**Exercise requirements**.
Use the entries below and reproduce exactly the lines from the one containing "Target: vent grille slot" down to the one containing "Target: red car body", both of them included.

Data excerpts
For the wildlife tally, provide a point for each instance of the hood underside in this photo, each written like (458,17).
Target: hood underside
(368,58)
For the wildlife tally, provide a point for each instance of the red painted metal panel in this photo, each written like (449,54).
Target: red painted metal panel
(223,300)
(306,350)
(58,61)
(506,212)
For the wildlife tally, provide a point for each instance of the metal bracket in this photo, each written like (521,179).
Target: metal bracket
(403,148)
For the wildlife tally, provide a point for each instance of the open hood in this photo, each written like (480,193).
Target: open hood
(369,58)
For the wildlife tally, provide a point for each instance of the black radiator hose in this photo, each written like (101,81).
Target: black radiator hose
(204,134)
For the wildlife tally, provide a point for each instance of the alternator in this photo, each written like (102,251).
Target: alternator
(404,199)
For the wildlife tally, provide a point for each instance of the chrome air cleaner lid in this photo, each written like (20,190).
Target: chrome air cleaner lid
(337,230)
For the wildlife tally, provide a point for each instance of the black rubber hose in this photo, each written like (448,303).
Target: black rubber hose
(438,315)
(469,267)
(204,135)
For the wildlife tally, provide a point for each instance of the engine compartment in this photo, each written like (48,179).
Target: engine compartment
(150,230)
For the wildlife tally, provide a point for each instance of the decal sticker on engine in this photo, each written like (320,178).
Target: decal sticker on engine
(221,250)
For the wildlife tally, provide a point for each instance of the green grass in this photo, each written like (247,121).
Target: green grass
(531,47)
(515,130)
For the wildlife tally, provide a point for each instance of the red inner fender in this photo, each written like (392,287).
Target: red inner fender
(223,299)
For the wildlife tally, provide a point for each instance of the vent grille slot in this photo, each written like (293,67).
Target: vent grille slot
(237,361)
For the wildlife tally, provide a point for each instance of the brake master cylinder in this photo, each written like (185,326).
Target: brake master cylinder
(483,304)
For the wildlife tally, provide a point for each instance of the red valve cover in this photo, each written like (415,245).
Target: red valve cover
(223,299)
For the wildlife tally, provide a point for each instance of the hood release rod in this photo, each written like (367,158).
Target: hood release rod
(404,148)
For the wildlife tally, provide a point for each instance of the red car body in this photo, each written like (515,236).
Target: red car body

==

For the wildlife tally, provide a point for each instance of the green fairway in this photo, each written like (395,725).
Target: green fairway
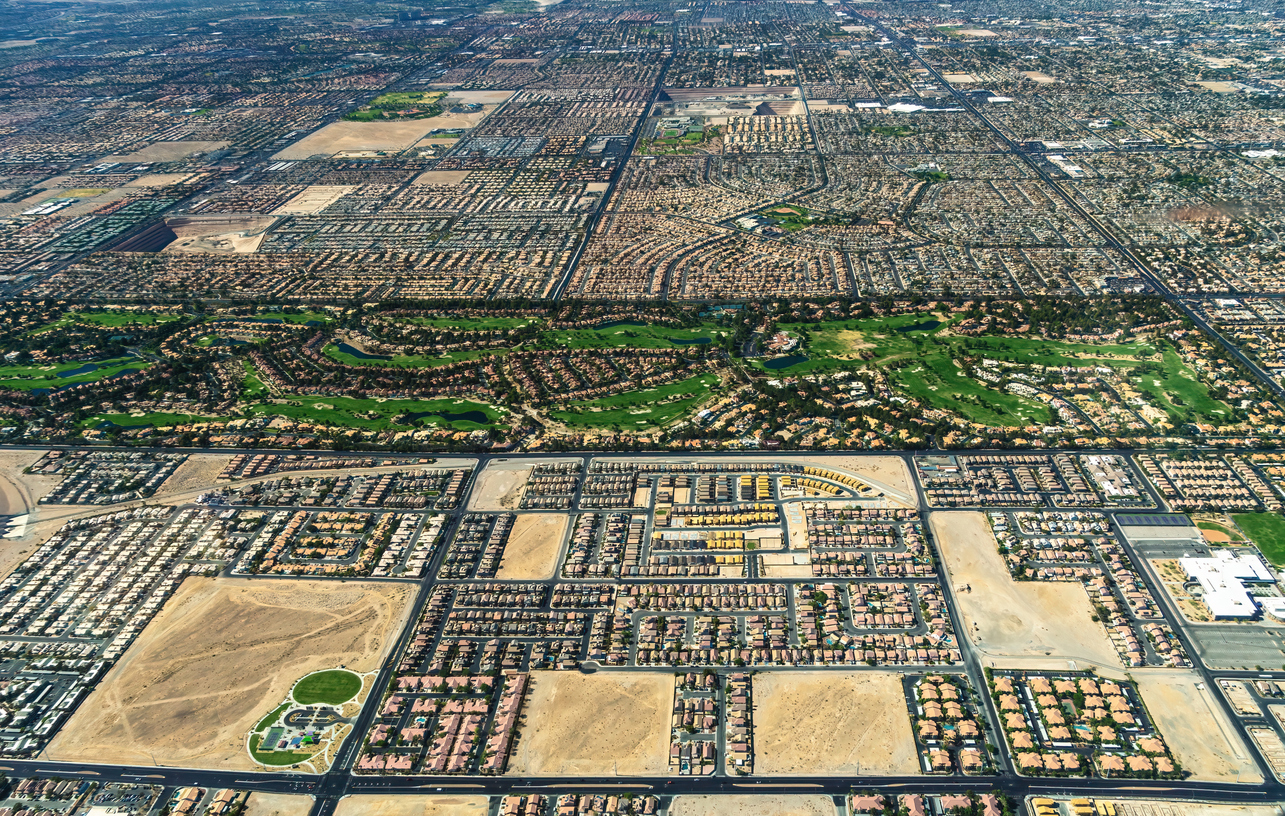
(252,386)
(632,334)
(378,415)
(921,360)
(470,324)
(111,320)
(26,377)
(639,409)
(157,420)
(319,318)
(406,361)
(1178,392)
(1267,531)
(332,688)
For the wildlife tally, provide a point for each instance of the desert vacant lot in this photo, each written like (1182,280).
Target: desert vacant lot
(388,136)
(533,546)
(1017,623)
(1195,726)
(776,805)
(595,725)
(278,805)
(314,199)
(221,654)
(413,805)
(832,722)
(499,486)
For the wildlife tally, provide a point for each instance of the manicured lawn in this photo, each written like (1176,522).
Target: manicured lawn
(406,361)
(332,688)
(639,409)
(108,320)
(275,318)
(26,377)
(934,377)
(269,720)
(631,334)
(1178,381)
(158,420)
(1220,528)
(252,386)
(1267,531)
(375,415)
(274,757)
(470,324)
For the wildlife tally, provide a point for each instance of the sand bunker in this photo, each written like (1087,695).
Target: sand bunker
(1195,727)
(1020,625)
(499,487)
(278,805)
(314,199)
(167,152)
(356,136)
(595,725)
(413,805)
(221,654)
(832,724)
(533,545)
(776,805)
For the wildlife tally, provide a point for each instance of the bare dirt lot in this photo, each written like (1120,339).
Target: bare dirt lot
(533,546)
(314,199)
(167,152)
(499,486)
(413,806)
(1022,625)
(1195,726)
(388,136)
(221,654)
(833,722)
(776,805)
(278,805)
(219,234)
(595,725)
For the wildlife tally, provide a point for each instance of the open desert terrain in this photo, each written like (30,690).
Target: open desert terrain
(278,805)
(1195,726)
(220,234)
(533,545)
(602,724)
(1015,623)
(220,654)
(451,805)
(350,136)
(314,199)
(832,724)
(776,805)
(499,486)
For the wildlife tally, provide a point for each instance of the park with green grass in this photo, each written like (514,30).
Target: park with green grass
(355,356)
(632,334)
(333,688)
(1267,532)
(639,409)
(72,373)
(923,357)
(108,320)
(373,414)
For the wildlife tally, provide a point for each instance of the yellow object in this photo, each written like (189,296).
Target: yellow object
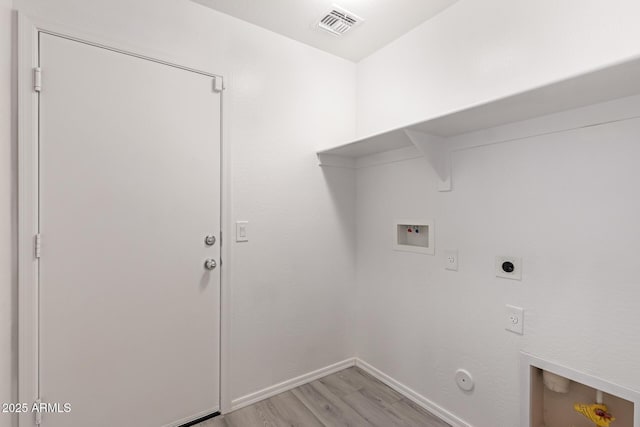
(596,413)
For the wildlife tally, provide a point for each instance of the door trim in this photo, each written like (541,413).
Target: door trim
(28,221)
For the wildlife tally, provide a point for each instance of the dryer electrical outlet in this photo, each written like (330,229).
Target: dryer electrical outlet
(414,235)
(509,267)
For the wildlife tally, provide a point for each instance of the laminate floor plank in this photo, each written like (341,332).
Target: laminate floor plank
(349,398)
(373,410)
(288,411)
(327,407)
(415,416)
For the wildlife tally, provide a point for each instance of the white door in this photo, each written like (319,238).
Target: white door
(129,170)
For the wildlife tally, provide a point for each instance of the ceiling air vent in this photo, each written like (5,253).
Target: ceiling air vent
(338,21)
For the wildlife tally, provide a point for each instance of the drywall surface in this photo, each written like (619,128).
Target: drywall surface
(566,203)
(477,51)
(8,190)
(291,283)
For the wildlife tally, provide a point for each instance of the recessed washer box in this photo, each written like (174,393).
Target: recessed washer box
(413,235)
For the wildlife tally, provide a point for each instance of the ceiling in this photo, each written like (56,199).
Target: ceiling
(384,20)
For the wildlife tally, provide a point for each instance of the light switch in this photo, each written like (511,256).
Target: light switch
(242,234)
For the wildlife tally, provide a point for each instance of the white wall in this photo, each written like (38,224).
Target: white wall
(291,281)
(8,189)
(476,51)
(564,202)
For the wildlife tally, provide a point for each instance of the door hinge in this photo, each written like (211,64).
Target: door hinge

**Answer to the problem**.
Target: vent grille slot
(237,361)
For the wildlife tally, provide a point for each instance of the brake master cylinder in this photo, each written like (185,326).
Target: brake master cylinder
(483,304)
For the wildlife tally, provide a point for each instance of the red valve cover in this photo, each written like (415,245).
Target: red valve cover
(223,299)
For the wildlife tally, provide a point for each instance of the hood release rod in this photo, each written like (367,158).
Target: hood release rod
(404,148)
For the wildlife tally, provide a point for each instance of the red car body in this photo, each written like (515,236).
Target: red car body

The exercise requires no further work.